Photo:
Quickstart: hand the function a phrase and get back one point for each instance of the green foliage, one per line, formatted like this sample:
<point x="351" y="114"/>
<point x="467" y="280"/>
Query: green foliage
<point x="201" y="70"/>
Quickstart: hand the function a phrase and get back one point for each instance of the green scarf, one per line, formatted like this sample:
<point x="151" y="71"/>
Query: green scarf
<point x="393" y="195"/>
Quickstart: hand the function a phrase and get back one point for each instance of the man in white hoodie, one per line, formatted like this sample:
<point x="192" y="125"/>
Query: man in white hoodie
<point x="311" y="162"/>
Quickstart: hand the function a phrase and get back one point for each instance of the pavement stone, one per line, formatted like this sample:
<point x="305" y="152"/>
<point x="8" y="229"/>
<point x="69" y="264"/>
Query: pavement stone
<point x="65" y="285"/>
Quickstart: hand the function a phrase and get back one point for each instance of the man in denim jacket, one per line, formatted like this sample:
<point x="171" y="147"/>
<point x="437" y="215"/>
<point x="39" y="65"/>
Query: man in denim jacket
- - -
* PROBLEM DESCRIPTION *
All the material above is to be returned exactly as it stands.

* RESPONSE AREA *
Photo:
Quickstart: hand the function a phrase and get back one point for each instance of the green foliage, one per line, formatted like this sample:
<point x="351" y="114"/>
<point x="467" y="280"/>
Query: green foliage
<point x="201" y="70"/>
Quickstart: hand the function a phrase and get back one point for each instance of the green scarf, one per line, formatted like this sample:
<point x="151" y="71"/>
Query: green scarf
<point x="393" y="195"/>
Quickstart: hand the function a phrase and get back one point for each instance of the man in white hoodie, one per line, formatted like this sample:
<point x="192" y="125"/>
Query: man in white hoodie
<point x="311" y="162"/>
Quickstart: hand the function a phrase and get back one point for each instance of the pavement stone, one per line, formatted like this sample:
<point x="305" y="152"/>
<point x="8" y="229"/>
<point x="69" y="264"/>
Query: pavement stone
<point x="65" y="285"/>
Quickstart: hand the function a phrase and get back one point for each instance of the man in denim jacket, one per line, formatted like this sample:
<point x="171" y="147"/>
<point x="437" y="215"/>
<point x="39" y="65"/>
Query: man in denim jacket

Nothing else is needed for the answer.